Document text:
- Opening Delimiter -
Lucille Rhoads | Courtesy Clayton Loney
As a child growing up on the island of Jamaica, my parents were strong prayer warriors. Early mornings and late afternoons began and ended with long prayer sessions. I have occasionally tried to practice this with my children but they were not always very receptive.
In the fall of 2015, while serving on the LUC Executive Committee, President Don Livesay asked me to serve on the NAD Church Governance Committee. During these sessions, prayer was the primary feature in all our deliberations, discussions and debates. In those three years, I made great friends and renewed old acquaintances.
In the fall of 2016, I received a call from one of these friends, Dennis Williams from Seattle, Washington, asking me to visit and pray with a lady, Lucille Rhoads, in Indianapolis. She desperately wanted prayer and a visit from an Adventist church member. I quickly responded with food supplies and much intercessory prayer. Her only son was incarcerated in New Castle, Indiana, which brought her great sorrow and heartache. Our prayer was not only for the healing of Lucille, but for the early release of her son.
- Closing Delimiter -
Supplied entries:
- Opening Delimiter -
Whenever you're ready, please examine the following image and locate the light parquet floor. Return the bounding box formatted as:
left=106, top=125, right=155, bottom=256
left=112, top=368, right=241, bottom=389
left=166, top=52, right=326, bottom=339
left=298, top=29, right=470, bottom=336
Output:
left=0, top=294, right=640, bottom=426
- Closing Delimiter -
- Opening Delimiter -
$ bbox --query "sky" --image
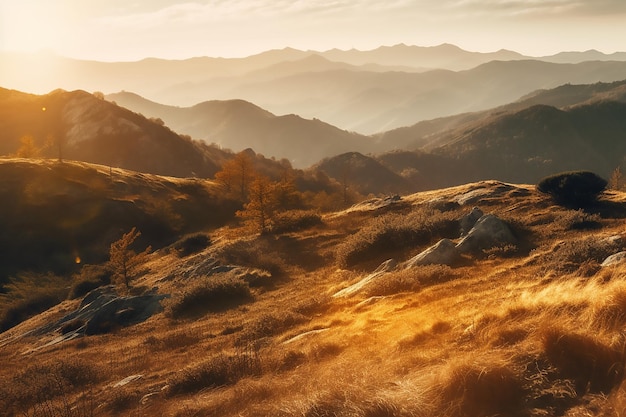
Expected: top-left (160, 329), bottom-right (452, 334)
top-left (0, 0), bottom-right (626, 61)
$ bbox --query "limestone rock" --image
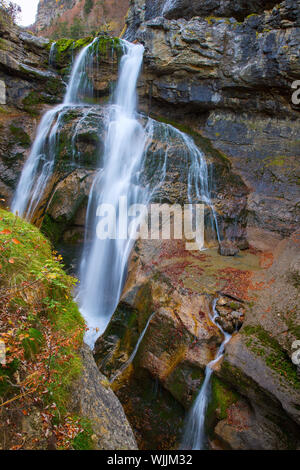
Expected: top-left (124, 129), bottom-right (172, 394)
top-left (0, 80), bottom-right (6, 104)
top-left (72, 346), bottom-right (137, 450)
- Closing Delimiter -
What you need to do:
**1)** Reproduce the Lucille Rhoads text from "In the fall of 2015, while" to "renewed old acquaintances.", word for word.
**2)** Answer these questions using the Lucille Rhoads text:
(a) Who asked the writer to serve on the NAD Church Governance Committee?
(b) Where was Lucille Rhoads's son incarcerated?
(c) On what island did the writer grow up?

Task results:
**1)**
In the fall of 2015, while serving on the LUC Executive Committee, President Don Livesay asked me to serve on the NAD Church Governance Committee. During these sessions, prayer was the primary feature in all our deliberations, discussions and debates. In those three years, I made great friends and renewed old acquaintances.

**2)**
(a) President Don Livesay
(b) New Castle, Indiana
(c) Jamaica